======== PASSAGE TO READ ========

By Paul Moffitt - Phillidelphia, Pennsylvania - USA
Over the years I have come to an increasing appreciation of the kind of person it takes to do an event like the OBX130, the Texas 200, the water tribe events, or the Florida 120. The confidence is cheap, but the actual where-with-all to boldly go forth when you know conditions are not perfect is paid for with experience. Smart people would call it fool hardy, I call it fun. Andrew Linn's story about the OBX this year is good enough for me as a detailed account of what happened. What I wish to relate to you are some of the moments for me that made this year’s trip special for me. I will finish with a few words about upcoming OBX raids.
When we got settled there were more boats than I had expected; ten or twelve. When I first wrote about this event I said that one could expect high winds, no winds, storms, contrary winds, and down wind runs. Apparently the OBX decided that, after 2009's perfect weather with a following wind in every direction we wished to sail, it would show me what it could do. A tropical depression had formed in the Caribbean. Where it would go and how it could affect weather at the OBX was anyone's guess. Guessing is what the weather people were doing as was illustrated by the fact that they could not even predict things half an hour out accurately all week. There were a bunch of guys from the TSCA Delaware chapter there in smaller boats. They were going to day sail out of Cedar Island and then day sail out of Harkers Island to perhaps meet up with us in the bight if the weather moderated. They never made it to the bight. After the event I emailed Mike Wick who was with them and he said they could never have made it in the weather we went out in. He said something about us being another breed entirely. This was his polite way of saying the crap does not fall far from the crazy bat, I think. In the end we had most of the boats do the smart thing and stay in port. With only six boats starting, we set out as intrepid a bunch of blokes that ever shoved off.
I hitched rides on different boats every day as I did not bring down my catamaran this year. I just had (with Cybele’s help) my first daughter, Darcy Bryn Moffitt, which meant I had not had time to prepare my boat.

======== SOURCE MATERIAL ========

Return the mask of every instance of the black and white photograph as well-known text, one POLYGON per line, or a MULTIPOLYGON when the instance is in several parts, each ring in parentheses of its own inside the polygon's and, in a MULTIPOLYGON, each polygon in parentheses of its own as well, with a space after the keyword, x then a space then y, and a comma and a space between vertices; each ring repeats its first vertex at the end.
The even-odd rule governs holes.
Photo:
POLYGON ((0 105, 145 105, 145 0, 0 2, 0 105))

========

■ TASKS ■
1 > How many boats started the trip, according to the OBX130 account?
2 > Revise the OBX130 account from "I hitched rides" to "prepare my boat.", putting "trimaran" where "catamaran" appears.

■ PROBLEM SOLUTIONS ■
1 > Six boats started.

2 >
I hitched rides on different boats every day as I did not bring down my trimaran this year. I just had (with Cybele’s help) my first daughter, Darcy Bryn Moffitt, which meant I had not had time to prepare my boat.